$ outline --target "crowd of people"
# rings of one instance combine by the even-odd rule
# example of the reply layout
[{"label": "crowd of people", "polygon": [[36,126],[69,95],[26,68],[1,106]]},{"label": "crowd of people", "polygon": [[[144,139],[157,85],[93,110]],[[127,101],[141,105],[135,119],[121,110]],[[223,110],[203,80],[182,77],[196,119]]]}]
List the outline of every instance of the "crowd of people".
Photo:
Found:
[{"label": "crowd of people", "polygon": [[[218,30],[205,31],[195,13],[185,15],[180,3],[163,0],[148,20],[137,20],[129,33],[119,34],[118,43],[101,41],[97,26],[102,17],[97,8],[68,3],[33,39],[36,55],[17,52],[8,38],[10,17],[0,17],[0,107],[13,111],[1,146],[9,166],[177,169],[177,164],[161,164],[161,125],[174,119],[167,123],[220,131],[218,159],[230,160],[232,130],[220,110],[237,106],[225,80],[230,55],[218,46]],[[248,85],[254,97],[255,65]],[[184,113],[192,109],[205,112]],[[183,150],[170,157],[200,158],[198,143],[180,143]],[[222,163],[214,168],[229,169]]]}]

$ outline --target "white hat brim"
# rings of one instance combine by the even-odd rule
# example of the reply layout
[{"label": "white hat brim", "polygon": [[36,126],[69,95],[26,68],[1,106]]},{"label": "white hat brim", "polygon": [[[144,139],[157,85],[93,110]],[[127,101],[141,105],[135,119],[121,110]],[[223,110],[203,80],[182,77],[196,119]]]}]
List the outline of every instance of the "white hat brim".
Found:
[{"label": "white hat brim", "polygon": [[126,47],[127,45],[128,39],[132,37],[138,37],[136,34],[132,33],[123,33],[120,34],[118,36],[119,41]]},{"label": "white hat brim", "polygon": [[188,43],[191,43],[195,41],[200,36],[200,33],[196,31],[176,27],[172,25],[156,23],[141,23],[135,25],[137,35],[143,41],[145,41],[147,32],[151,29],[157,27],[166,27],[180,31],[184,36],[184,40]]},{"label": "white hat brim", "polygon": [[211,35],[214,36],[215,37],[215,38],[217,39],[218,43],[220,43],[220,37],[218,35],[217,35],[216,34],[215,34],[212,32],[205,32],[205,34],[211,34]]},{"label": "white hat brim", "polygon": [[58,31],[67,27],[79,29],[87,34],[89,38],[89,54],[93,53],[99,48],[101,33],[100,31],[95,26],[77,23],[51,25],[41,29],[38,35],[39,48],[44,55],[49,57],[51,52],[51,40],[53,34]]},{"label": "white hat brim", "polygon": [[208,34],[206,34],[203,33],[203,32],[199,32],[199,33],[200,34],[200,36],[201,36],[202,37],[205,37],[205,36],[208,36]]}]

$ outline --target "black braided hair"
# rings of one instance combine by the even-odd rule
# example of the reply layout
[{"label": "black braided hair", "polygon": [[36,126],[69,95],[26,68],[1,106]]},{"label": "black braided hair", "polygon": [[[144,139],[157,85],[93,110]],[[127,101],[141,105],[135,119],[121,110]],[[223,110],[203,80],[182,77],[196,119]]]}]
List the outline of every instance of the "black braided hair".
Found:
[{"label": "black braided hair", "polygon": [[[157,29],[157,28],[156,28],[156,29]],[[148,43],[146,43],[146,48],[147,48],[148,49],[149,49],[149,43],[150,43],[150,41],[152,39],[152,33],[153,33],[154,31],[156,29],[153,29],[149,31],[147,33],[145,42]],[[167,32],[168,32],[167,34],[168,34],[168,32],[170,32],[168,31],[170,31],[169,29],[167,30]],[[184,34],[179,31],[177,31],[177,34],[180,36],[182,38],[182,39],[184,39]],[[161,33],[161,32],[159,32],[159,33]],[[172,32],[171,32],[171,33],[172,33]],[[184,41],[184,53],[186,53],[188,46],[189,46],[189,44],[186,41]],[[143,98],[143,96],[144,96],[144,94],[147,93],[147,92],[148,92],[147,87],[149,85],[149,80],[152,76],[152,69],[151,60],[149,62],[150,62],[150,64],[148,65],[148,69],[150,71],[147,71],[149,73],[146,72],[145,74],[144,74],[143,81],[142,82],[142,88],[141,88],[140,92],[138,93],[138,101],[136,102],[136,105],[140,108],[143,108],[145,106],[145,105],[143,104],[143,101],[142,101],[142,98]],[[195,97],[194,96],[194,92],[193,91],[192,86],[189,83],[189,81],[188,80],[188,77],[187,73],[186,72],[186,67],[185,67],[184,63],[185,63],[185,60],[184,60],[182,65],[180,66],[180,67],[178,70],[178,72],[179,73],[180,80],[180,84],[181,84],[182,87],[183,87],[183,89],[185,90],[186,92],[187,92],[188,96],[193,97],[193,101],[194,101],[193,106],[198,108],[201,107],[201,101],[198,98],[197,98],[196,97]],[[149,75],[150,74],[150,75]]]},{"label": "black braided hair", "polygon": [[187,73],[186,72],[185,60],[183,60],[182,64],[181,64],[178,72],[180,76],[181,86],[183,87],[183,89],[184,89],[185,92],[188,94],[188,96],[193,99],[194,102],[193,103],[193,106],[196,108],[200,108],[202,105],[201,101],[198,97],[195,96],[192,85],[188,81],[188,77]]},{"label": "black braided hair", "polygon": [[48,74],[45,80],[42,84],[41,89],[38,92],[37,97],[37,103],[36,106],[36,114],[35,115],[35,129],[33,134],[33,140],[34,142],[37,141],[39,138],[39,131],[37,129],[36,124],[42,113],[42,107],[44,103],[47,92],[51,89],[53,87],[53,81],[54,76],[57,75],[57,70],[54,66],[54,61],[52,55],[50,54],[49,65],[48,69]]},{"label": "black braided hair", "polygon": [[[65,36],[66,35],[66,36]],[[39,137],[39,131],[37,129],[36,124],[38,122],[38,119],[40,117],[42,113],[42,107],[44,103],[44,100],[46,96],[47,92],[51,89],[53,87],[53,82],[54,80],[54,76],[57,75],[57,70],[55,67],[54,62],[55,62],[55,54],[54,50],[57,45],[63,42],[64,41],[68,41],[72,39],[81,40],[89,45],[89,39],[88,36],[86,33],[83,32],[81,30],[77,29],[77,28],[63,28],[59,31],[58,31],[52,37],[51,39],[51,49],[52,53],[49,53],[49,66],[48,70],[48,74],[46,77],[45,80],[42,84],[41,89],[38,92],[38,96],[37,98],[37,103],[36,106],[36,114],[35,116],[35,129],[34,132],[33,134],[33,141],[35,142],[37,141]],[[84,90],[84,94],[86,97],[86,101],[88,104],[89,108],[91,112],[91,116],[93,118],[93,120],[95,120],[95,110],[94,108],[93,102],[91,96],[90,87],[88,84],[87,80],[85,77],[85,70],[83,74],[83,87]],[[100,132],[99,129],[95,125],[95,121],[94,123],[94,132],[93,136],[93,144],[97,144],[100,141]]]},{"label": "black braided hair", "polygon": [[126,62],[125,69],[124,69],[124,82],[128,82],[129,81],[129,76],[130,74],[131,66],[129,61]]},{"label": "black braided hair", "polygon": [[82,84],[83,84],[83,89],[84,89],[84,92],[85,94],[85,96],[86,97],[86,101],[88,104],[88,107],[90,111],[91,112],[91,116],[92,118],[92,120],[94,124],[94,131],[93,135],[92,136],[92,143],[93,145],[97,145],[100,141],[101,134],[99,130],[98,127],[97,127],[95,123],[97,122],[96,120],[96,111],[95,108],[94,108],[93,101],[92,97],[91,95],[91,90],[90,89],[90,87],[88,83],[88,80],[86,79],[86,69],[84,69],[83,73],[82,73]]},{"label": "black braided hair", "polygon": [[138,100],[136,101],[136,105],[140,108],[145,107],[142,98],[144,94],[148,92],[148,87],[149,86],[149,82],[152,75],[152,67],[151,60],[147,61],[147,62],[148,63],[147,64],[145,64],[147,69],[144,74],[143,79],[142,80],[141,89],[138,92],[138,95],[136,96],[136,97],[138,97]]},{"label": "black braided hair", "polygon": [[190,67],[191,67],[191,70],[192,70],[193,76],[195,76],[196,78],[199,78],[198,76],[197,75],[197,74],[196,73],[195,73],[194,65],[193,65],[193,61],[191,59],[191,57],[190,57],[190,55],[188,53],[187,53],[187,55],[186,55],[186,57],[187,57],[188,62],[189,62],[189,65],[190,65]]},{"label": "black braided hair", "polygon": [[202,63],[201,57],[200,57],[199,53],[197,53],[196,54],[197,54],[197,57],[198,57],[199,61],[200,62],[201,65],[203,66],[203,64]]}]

▶ **Work instructions**: How many lines in the rows above contain the word "outline"? Reply with the number only.

▶ **The answer**: 6